#### Passage
= = = =
I have been verbally attacked for refusing this attention, threatened with my husband being run over and our cat killed (he was dumbfounded i called the police) and more crap than I ever had happen when we were brick and mortar dwellers.  
Is the world just getting crappier, or is this "normal"?
And yes there are more decent men out there, I've had a couple back off the moment I intentionally bring up my husband, and yes I've hung onto my rings and make sure they are in clear view, but the ass holes tend to stand out.  
What is going on?  Has it gotten worse for other women, alone or partnered?
 
Widowed now 7+ years, I have concluded there is a lot of hooking up going on out there, and in our senior citizen population.

Relationship boundaries appear more loose and fluid than firm and rigid, married men and men in long term relationships like to make it known they are available.

Not all men, of course, but it seems commonplace, and certainly more so than when I was last dating in the 1980’s.

Not for me, so I act confused and startled at any presumption that I might be interested in any casual hookup.

And then move on.

It’s the world we live in.
= = = =
#### What to do
Please continue the discussion of unwanted advances from men, starting right after its last line, "It’s the world we live in."

Labels for object points
= = = =
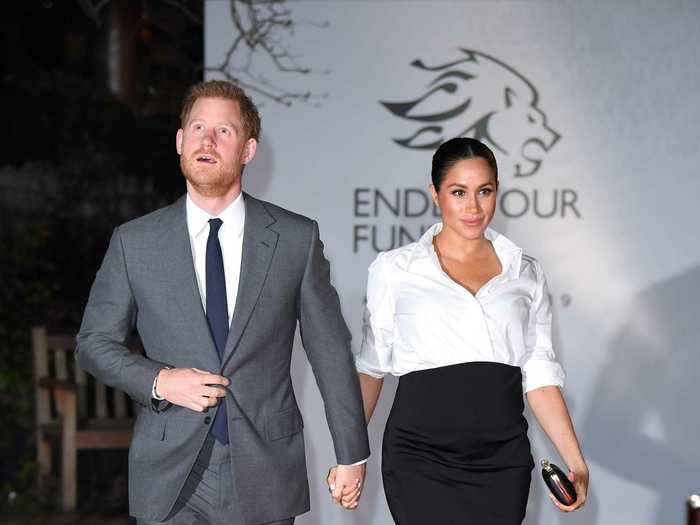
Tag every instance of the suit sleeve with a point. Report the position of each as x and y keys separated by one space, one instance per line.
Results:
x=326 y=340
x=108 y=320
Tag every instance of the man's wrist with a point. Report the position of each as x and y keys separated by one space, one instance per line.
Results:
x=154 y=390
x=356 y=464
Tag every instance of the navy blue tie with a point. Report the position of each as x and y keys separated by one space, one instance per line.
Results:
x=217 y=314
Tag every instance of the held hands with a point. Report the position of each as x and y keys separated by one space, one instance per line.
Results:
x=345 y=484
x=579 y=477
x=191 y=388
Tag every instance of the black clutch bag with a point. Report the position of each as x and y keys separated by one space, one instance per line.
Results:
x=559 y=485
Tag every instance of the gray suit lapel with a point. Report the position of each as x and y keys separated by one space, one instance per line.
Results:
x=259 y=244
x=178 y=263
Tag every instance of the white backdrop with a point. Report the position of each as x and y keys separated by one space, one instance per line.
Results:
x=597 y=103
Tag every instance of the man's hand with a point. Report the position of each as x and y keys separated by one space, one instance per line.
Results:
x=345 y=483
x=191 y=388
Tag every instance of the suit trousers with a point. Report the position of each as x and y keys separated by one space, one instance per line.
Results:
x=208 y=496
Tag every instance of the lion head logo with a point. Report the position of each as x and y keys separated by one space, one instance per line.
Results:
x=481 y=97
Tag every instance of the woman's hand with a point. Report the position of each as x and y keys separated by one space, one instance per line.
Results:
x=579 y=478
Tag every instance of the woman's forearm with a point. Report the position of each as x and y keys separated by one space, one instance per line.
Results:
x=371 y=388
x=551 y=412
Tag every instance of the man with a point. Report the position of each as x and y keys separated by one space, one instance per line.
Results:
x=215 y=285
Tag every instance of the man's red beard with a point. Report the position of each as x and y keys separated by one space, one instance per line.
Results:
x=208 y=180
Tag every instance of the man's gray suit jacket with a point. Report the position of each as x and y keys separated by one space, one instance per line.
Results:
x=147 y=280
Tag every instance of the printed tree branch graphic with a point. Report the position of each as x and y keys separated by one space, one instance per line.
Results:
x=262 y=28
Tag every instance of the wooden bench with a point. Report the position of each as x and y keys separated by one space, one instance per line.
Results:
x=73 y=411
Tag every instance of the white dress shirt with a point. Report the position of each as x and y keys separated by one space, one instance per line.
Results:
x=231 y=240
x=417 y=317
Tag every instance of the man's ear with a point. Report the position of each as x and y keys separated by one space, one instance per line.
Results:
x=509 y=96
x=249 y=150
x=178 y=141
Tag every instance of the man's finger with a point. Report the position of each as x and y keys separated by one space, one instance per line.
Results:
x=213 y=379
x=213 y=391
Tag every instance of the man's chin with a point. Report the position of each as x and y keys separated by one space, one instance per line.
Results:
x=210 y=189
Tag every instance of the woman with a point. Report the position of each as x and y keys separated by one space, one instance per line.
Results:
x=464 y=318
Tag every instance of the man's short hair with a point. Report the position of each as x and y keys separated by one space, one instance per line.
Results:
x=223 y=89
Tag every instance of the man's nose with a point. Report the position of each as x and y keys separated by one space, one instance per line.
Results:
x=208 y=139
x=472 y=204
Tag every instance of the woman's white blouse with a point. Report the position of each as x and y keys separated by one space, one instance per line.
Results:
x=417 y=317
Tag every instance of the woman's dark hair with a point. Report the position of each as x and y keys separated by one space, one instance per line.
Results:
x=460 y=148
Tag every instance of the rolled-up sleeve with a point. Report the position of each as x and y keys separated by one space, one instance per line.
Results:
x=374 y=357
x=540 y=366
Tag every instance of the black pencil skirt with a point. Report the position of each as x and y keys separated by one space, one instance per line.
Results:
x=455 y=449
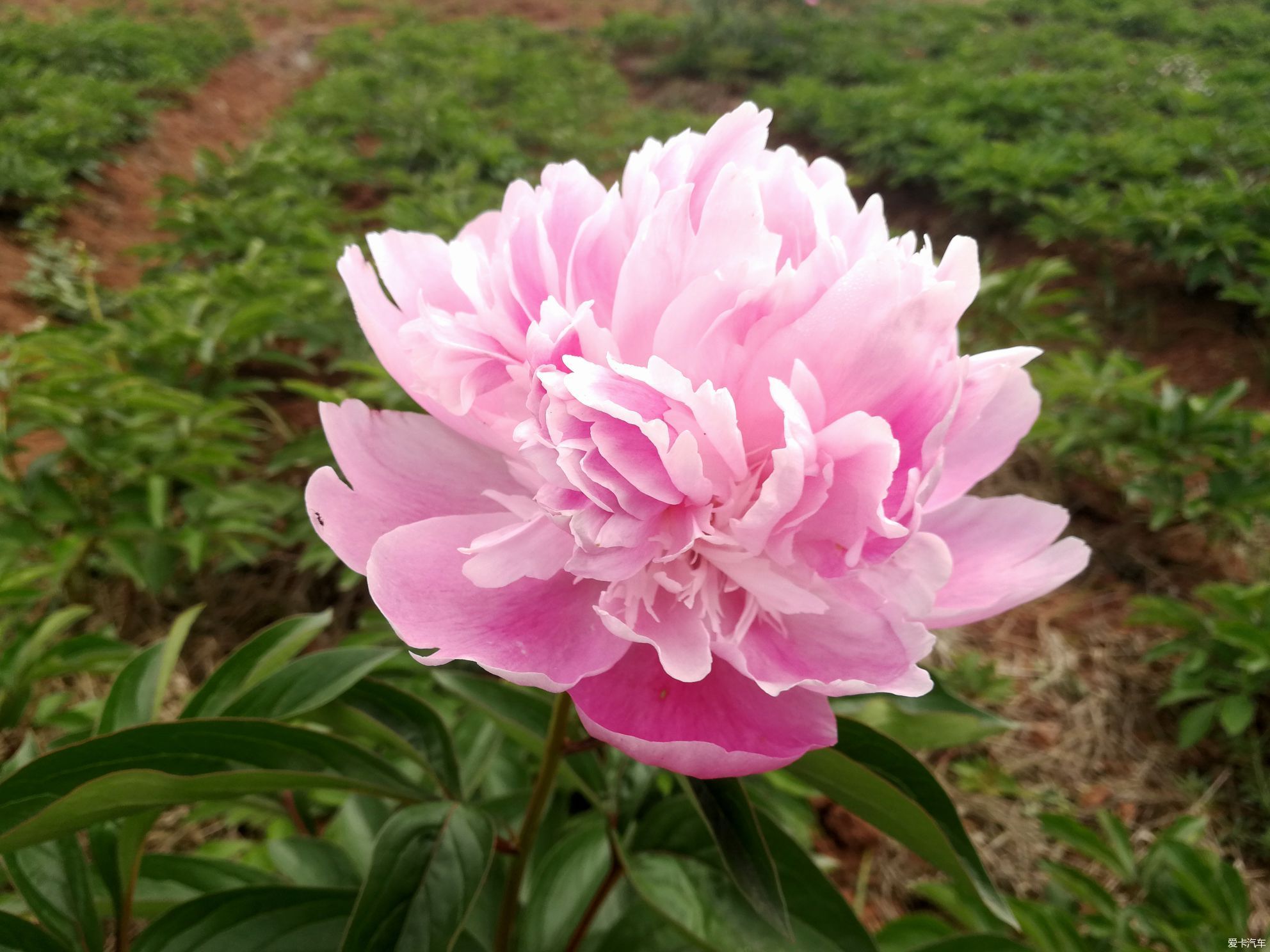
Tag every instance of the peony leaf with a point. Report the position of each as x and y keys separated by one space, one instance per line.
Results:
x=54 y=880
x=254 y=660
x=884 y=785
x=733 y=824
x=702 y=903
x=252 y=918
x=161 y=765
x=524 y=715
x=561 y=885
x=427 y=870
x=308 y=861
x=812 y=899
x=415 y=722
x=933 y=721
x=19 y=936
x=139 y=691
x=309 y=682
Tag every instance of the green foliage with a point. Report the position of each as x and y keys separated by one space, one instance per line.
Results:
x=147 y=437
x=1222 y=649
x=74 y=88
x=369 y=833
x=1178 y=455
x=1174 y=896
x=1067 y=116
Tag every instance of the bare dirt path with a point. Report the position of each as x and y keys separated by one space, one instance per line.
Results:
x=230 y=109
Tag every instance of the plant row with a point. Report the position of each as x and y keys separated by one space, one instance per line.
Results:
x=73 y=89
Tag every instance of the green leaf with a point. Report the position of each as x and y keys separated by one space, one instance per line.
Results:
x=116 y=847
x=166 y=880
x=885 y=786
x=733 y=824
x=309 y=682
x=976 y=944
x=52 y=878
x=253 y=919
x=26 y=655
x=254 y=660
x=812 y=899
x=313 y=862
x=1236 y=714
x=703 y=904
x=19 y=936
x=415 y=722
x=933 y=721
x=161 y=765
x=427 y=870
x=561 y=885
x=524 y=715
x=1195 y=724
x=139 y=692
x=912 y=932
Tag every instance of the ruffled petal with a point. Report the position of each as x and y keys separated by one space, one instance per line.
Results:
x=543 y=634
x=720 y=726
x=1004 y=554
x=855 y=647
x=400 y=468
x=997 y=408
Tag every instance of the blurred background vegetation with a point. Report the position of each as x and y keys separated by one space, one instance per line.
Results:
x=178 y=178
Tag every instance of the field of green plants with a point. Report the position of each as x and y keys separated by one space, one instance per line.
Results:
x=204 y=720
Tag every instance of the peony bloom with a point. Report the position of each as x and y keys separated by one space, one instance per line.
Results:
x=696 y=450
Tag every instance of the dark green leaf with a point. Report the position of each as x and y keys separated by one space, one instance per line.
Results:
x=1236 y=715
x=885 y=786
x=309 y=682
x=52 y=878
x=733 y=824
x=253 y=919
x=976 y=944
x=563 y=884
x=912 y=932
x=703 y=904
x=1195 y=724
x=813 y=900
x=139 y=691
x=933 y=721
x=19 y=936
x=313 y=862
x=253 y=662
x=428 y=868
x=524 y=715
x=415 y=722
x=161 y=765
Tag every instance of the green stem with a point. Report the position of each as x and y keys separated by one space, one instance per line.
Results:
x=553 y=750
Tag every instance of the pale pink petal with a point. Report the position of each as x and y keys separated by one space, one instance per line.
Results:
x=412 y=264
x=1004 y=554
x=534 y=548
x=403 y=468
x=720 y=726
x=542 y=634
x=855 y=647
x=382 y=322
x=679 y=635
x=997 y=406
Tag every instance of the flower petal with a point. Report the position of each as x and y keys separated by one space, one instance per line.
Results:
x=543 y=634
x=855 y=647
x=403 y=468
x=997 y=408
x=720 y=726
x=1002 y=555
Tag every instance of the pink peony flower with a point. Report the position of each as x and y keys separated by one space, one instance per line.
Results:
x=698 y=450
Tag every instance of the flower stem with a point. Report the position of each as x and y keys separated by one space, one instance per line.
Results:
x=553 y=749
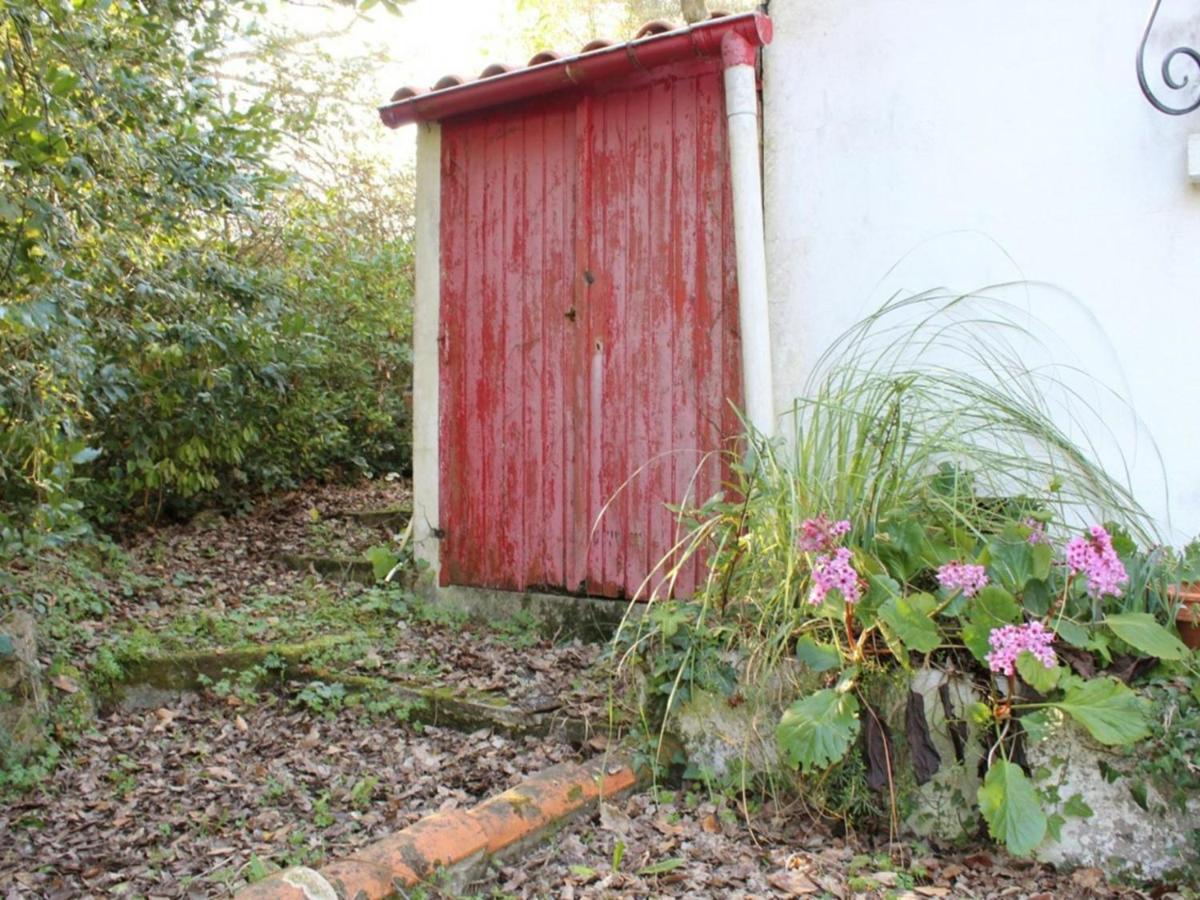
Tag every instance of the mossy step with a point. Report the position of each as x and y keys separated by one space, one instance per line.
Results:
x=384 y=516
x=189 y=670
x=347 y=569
= = = =
#### Output for this exercise
 
Having worked through the pre-anti-harrassment trading years where a joke was a joke and a smack on the butt was just a smack on the butt between co workers, and public socializing, I also think these creeps have too much time on their hands. After 39 years in food, retail, ranch, construction and office work, the scum factor is in the homeless crowd.
TV has a lot to do with brain washing people into being creeps, too. After all, it's okay on TV.
The problem with pepper spray (and shock batons) is they may come back, smash windows and slice tires. We left that crap behind when we quit going to the churches as soon as we recouped our initial losses.
My concern is that we will run into it even more on the road. We would very much like to caravan and socialize. We are both outgoing people, and as a military brat, i'm a sleeve roller upper. Is it very common on the caravans or less so?
Was the spaghetti hot? ;)
 
HappyLife1977 said:
....Men assume "homeless=prostitute, or just plain trash"....
The behavior you describe has nothing to do with dwelling. The actual equation is: men assume female = prostitute.

Female church women are under attack, not to get too religious on here, but there is a good versus evil thing going on there. Due to the pedestal myth about church women, if you are a victim no one will believe you or help you, and you will be blamed.

There are online apps you can substitute for church. If you go in person is best to leave after the service.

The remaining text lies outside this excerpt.